Referring expression pointing data
§ §

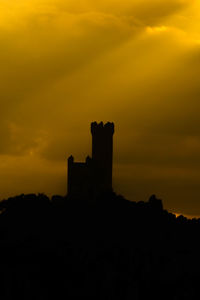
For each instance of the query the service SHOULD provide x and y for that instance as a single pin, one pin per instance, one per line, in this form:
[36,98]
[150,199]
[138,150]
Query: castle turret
[102,154]
[89,178]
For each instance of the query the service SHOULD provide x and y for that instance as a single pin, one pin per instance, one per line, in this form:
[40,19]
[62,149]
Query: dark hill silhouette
[111,249]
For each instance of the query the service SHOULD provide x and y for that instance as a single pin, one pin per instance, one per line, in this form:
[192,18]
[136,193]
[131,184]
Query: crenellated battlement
[102,128]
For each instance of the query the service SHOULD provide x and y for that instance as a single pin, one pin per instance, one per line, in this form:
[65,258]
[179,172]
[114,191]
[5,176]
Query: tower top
[101,127]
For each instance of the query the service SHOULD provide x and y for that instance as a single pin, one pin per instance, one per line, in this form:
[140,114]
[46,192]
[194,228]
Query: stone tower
[93,176]
[102,154]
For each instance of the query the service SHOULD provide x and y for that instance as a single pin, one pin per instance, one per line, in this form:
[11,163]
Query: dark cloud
[65,64]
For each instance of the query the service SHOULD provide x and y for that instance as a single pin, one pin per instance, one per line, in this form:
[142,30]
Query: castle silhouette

§ §

Work to be completed >> An exact restatement of every record is required. Omit the images.

Answer space >>
For each instance of the query the service SHOULD provide x and y for that instance as a single pin, one pin per instance, one per line, in this form:
[36,98]
[150,199]
[138,150]
Query: castle turret
[102,154]
[89,178]
For each instance of the query the service SHOULD provide x and y for that instance as a single pin, one pin per instance, one per line, in this form:
[40,19]
[62,149]
Query: dark hill silhouette
[111,249]
For each instance of the query the service SHOULD provide x and y for that instance as a single pin, one pin per instance, one per line, in this form:
[192,18]
[136,193]
[131,184]
Query: crenellated battlement
[102,128]
For each instance of the query the service SHOULD provide x and y for that instance as a single pin, one pin per instance, one per line, in this form:
[65,258]
[179,172]
[114,191]
[5,176]
Query: tower top
[101,127]
For each instance of the query the service SHOULD provide x and y for that instance as a single pin, one pin per instance, one per line, in this form:
[140,114]
[46,192]
[194,228]
Query: stone tower
[93,176]
[102,154]
For each instance of the query the service SHOULD provide x and y for that instance as a single pin, one pin per instance, one per line, in this form:
[11,163]
Query: dark cloud
[65,64]
For each instance of the query the service SHOULD provide x and y for that instance as a single pin, one pin per instance, one per line, in this form:
[142,30]
Query: castle silhouette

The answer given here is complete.